* DIRECTIVE 1:
Reproduce the passage of the Bigarray pull request text word for word, everything from "Half-precision floating-point elements" down to "such a feature?".
* DIRECTIVE 2:
From the Bigarray pull request text, list every data type given by a short type name rather than a descriptive phrase such as "half-precision float".
* DIRECTIVE 3:
Pick up the Bigarray pull request text after its final sentence and continue it.

* EXCERPTED TEXT:
Half-precision floating-point elements in `Bigarray` #10775

a12n · 2021-11-16T07:40:05Z

This adds support for half-precision float elements in Bigarray.

The values stored as uint16_t elements. Intrinsics from F16C instruction set are used for float16/float conversions, if available. Fallback conversion functions are from public domain code by Fabian Giesen (looks like the same code is used in Intel SPMD Program Compiler).

To validate the fallback conversion functions, I've written the following C program. I'm not sure how (if at all) to incorporate it in the testsuite. F16C intrinsics are used as the reference, and it requires a proper -march= in the compiler flags and a proper CPU in the machine running the tests.

Is there any interest in such a feature?

* PROVIDED INFORMATION:
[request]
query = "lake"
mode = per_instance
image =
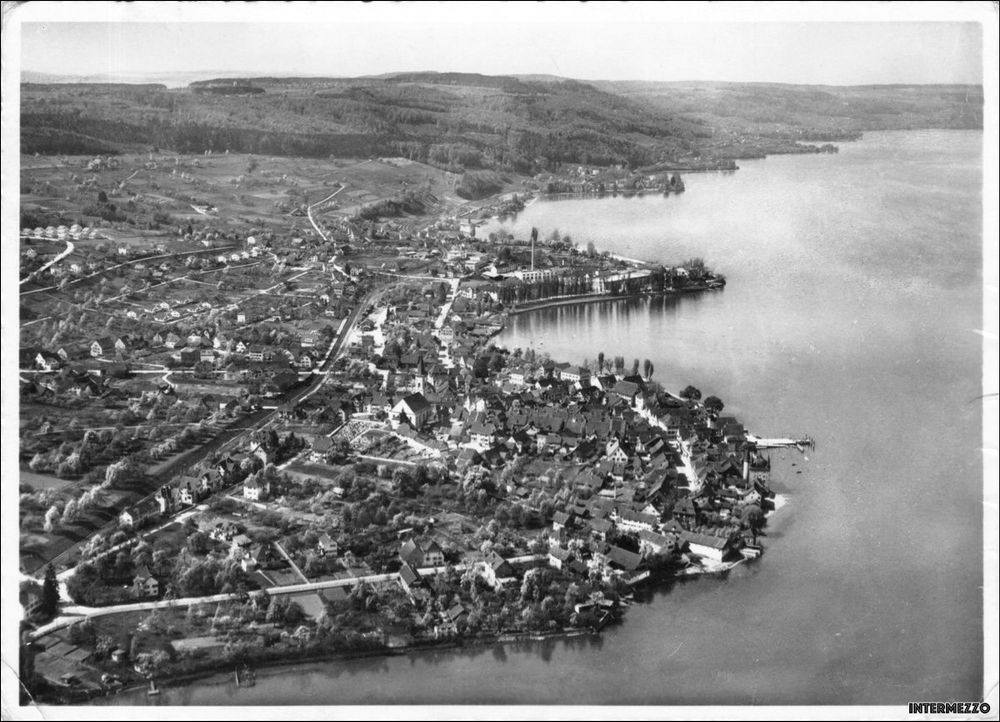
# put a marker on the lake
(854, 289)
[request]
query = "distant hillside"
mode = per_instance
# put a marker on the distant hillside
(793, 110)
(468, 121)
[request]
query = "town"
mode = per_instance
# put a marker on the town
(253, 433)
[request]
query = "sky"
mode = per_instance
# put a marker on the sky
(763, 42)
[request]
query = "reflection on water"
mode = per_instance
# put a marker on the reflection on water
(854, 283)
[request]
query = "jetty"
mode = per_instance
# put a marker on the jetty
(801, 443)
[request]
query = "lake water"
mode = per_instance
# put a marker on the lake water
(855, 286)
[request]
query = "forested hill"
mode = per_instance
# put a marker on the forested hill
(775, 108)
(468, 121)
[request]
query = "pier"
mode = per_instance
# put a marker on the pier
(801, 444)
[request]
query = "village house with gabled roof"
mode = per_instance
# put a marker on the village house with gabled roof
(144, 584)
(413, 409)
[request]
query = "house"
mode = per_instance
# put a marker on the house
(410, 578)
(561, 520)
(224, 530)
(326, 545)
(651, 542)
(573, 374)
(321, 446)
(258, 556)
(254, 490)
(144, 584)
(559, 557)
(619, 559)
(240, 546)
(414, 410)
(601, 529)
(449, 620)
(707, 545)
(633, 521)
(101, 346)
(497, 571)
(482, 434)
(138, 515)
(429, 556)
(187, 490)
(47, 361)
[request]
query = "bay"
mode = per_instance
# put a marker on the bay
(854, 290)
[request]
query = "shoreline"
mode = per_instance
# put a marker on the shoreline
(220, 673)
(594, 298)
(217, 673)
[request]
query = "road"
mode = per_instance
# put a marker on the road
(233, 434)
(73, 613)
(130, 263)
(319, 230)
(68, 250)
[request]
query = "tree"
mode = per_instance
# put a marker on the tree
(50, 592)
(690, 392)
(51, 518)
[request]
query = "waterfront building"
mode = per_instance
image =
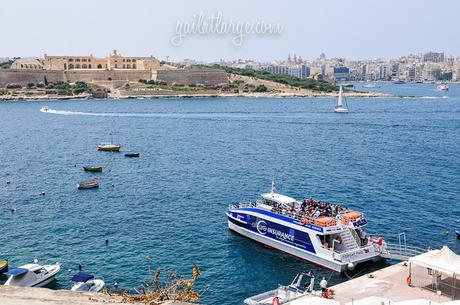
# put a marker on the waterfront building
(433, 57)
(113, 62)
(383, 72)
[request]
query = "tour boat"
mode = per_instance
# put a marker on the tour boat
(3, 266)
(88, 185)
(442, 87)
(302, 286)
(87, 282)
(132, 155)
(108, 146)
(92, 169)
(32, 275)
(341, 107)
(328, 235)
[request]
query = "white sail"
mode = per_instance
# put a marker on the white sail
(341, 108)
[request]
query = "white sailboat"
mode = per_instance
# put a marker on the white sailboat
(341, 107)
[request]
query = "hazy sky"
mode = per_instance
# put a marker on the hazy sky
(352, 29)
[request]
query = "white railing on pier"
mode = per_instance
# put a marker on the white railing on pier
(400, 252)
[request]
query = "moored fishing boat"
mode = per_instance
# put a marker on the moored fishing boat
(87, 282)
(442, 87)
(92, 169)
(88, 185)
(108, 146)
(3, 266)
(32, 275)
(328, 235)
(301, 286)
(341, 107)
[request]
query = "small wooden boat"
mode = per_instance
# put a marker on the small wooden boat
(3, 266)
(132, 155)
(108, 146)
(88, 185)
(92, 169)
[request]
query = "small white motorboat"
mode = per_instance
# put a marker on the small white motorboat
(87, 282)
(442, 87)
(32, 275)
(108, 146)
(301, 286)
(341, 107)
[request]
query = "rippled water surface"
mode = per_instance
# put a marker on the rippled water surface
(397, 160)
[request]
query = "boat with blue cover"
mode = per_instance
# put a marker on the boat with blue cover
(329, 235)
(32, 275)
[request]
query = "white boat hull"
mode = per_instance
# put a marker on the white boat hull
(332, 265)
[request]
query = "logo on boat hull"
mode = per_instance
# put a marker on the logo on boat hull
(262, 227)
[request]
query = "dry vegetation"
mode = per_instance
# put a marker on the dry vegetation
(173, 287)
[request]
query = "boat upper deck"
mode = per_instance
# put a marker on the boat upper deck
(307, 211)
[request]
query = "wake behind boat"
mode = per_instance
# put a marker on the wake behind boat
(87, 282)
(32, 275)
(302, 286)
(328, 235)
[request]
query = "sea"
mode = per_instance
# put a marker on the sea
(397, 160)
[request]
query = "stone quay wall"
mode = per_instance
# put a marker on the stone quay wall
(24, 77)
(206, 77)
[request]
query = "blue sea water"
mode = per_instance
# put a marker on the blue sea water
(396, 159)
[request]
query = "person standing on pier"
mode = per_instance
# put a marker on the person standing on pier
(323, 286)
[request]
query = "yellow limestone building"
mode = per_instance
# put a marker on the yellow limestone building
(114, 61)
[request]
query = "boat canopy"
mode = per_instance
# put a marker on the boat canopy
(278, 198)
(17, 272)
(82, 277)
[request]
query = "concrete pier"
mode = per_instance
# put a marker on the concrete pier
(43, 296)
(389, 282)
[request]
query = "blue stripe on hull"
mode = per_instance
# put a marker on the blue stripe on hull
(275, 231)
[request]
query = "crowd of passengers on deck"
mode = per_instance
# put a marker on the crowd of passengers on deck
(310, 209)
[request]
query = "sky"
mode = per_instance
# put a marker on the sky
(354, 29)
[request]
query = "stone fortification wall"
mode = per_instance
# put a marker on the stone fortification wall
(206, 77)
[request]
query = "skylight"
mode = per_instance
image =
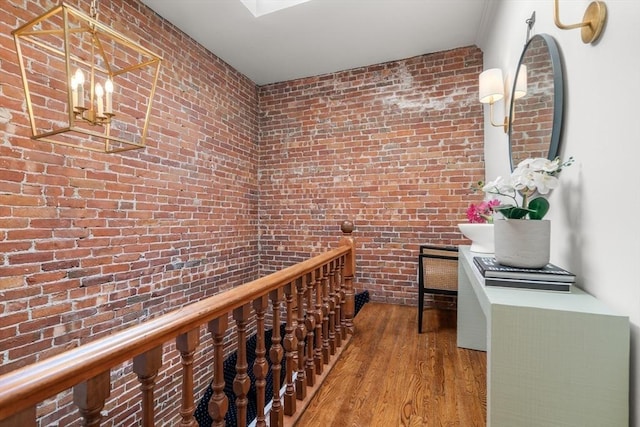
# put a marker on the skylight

--

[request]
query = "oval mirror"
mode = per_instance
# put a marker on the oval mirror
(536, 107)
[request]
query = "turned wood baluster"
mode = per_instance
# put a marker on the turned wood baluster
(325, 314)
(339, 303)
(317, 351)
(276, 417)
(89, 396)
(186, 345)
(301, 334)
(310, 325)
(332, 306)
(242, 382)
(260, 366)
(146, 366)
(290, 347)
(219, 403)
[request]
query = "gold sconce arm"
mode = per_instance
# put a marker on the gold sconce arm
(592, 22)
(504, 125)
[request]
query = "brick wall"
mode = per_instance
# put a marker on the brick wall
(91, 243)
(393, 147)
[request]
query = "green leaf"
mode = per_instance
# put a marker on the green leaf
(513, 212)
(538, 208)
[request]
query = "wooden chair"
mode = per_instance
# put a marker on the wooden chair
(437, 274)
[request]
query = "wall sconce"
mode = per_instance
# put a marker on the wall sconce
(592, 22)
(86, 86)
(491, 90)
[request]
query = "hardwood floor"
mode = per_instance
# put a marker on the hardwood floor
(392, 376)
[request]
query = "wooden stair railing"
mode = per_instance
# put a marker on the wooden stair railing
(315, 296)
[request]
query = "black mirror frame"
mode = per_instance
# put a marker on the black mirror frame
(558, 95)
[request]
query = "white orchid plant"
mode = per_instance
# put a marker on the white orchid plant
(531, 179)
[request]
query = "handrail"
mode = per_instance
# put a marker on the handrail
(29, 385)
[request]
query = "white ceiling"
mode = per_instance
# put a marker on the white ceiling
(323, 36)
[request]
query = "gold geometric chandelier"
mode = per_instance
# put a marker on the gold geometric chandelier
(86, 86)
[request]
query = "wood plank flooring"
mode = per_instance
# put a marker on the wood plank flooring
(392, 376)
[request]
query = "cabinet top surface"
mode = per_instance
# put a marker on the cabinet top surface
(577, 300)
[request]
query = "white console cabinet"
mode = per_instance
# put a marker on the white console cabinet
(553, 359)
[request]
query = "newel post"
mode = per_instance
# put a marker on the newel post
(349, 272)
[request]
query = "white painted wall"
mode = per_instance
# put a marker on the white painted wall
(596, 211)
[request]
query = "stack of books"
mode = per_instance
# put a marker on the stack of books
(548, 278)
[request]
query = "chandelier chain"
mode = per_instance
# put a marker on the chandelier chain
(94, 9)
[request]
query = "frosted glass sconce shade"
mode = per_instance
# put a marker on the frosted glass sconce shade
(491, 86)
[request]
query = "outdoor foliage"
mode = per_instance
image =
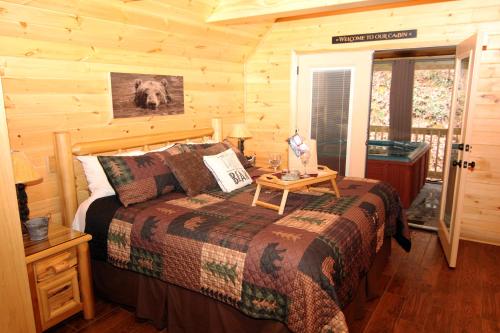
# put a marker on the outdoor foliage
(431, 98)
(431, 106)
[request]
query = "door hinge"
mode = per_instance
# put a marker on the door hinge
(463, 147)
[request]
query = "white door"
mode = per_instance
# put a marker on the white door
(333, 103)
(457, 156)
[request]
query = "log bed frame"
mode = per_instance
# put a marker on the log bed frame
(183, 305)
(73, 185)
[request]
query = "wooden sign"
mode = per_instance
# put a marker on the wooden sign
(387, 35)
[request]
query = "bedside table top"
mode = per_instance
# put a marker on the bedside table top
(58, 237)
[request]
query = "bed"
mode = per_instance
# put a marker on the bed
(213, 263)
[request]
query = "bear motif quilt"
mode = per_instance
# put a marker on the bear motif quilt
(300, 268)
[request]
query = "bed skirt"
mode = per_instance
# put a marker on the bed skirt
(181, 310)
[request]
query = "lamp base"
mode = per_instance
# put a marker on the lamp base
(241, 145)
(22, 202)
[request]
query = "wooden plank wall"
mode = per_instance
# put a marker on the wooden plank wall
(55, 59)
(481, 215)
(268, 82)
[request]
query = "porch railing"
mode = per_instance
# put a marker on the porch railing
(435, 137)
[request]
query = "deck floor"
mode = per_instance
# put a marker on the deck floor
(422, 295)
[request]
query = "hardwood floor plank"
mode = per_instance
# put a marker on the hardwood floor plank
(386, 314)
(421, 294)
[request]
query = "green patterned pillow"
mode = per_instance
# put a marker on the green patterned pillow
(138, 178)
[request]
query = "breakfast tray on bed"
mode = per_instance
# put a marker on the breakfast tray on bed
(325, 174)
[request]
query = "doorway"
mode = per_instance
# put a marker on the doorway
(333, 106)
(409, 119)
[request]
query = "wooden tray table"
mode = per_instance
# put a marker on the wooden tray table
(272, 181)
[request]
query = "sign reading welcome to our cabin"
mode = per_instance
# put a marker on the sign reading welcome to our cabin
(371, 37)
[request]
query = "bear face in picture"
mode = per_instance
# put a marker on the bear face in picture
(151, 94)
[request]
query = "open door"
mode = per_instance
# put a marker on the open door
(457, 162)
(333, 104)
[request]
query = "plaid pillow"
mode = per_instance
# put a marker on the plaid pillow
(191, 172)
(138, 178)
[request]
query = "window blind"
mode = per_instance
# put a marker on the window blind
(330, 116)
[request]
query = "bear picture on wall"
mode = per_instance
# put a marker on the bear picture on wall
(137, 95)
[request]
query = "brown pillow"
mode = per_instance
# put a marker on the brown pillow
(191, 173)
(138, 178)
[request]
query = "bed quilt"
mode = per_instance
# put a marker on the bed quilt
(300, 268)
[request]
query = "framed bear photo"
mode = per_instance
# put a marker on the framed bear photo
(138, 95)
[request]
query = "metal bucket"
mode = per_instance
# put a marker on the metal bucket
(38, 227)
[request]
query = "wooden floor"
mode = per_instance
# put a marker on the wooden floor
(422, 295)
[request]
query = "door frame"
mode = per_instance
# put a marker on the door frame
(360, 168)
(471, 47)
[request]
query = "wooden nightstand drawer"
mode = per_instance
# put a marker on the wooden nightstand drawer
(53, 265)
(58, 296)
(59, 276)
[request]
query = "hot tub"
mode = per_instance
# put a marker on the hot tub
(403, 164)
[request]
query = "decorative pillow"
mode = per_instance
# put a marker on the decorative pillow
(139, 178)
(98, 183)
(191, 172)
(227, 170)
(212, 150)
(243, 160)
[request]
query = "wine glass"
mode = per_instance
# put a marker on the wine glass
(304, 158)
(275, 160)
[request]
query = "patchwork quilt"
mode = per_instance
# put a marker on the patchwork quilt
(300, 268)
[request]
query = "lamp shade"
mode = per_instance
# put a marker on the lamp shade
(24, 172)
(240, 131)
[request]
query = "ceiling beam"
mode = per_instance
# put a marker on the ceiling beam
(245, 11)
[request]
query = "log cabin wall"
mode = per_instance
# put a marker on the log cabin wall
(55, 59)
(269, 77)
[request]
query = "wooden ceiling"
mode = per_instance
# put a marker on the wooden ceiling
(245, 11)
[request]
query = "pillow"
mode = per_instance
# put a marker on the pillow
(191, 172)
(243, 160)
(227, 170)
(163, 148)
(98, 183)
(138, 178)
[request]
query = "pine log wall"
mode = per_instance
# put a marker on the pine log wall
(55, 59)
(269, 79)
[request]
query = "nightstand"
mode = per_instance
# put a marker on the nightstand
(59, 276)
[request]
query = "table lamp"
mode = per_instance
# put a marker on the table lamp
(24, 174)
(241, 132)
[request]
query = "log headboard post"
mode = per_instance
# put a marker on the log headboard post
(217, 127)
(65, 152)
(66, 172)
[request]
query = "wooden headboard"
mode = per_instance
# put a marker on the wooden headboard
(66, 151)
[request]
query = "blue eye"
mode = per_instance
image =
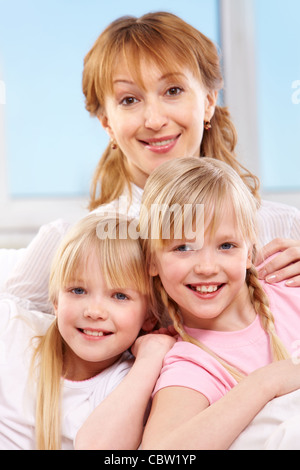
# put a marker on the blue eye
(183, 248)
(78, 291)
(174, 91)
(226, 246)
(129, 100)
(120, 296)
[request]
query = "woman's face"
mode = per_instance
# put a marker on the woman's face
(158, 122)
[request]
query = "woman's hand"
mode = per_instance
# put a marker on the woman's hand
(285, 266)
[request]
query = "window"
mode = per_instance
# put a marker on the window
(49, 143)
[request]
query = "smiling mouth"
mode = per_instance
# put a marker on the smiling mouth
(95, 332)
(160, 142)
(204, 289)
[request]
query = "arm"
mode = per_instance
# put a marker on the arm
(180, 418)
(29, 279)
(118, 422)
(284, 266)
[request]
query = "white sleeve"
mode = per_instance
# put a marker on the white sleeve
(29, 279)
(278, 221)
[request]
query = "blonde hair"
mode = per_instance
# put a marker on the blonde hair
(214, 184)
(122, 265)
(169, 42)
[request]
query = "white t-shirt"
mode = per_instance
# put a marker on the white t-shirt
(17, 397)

* * *

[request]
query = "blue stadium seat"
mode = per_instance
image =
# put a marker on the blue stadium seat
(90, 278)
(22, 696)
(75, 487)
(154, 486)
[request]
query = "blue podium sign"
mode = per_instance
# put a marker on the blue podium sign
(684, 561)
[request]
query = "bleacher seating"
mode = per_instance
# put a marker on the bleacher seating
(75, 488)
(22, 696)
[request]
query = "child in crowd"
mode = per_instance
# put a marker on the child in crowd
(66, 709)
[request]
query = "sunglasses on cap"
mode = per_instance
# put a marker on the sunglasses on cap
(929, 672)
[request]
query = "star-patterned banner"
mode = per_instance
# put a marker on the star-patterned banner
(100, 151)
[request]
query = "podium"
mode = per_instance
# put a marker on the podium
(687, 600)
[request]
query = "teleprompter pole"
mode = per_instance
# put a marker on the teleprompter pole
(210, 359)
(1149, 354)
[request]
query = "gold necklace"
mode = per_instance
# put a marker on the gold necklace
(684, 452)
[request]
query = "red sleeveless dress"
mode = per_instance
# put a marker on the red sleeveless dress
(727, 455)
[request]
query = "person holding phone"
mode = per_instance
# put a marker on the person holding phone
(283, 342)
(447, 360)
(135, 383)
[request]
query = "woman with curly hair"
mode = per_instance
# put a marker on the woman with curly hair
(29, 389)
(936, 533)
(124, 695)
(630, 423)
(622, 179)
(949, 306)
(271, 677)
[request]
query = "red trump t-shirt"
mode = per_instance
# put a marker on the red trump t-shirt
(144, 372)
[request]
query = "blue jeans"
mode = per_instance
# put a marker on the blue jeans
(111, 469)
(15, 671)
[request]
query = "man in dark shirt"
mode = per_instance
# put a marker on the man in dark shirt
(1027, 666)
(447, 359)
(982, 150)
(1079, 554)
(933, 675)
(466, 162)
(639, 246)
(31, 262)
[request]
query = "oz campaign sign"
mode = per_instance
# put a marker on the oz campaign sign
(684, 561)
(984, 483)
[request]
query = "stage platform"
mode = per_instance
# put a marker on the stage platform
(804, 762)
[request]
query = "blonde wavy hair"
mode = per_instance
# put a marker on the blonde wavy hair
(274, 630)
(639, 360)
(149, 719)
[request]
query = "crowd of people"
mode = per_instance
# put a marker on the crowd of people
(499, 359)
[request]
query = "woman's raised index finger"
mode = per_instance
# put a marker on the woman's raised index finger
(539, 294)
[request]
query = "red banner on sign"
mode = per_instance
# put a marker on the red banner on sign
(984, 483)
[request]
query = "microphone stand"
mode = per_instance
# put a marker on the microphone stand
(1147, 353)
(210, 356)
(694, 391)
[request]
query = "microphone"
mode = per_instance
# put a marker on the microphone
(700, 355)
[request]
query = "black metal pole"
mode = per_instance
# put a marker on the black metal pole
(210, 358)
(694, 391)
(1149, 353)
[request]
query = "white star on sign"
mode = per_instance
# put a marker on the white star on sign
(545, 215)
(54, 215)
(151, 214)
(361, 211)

* EXERCISE OUTPUT 1:
Half-precision floating-point elements in `Bigarray` #10775

a12n · 2021-11-16T07:40:05Z

This adds support for half-precision float elements in Bigarray.

The values stored as uint16_t elements. Intrinsics from F16C instruction set are used for float16/float conversions, if available. Fallback conversion functions are from public domain code by Fabian Giesen (looks like the same code is used in Intel SPMD Program Compiler).

To validate the fallback conversion functions, I've written the following C program. I'm not sure how (if at all) to incorporate it in the testsuite. F16C intrinsics are used as the reference, and it requires a proper -march= in the compiler flags and a proper CPU in the machine running the tests.

Is there any interest in such a feature?

* EXERCISE OUTPUT 2:
uint16_t
float16
float

* EXERCISE OUTPUT 3:
xavierleroy · 2021-12-03T18:08:44Z

Like many other suggestions for new features, this PR will have to wait for after the great Multicore OCaml merge.

However, I'm globally in favor: it's very much in the spirit of the Bigarray module to support 16-bit float arrays, since they are used in a number of other libraries we may want to interface with.

The one thing that makes me sad is that there is no standardized C compiler support or library function to convert to/from 16-bit FP numbers.

To be revisited after the Multicore merge.

dra27 · 2023-02-23T14:16:00Z

@a12n - sorry that this has been forgotten. Would you be happy to rebase this so that CI and so forth can be re-triggered and then we can move forwards with a review?

a12n · 2023-02-26T19:29:14Z

@dra27 Sure, I'll do it shortly. Looks like more changes are needed, it fails to build now.

a12n · 2023-03-07T19:36:14Z

I've found a few more places where a new kind of bigarray elements should be handled (Typeopt, Lambda, ...).

Looks like it's unrelated to the failing builds, though.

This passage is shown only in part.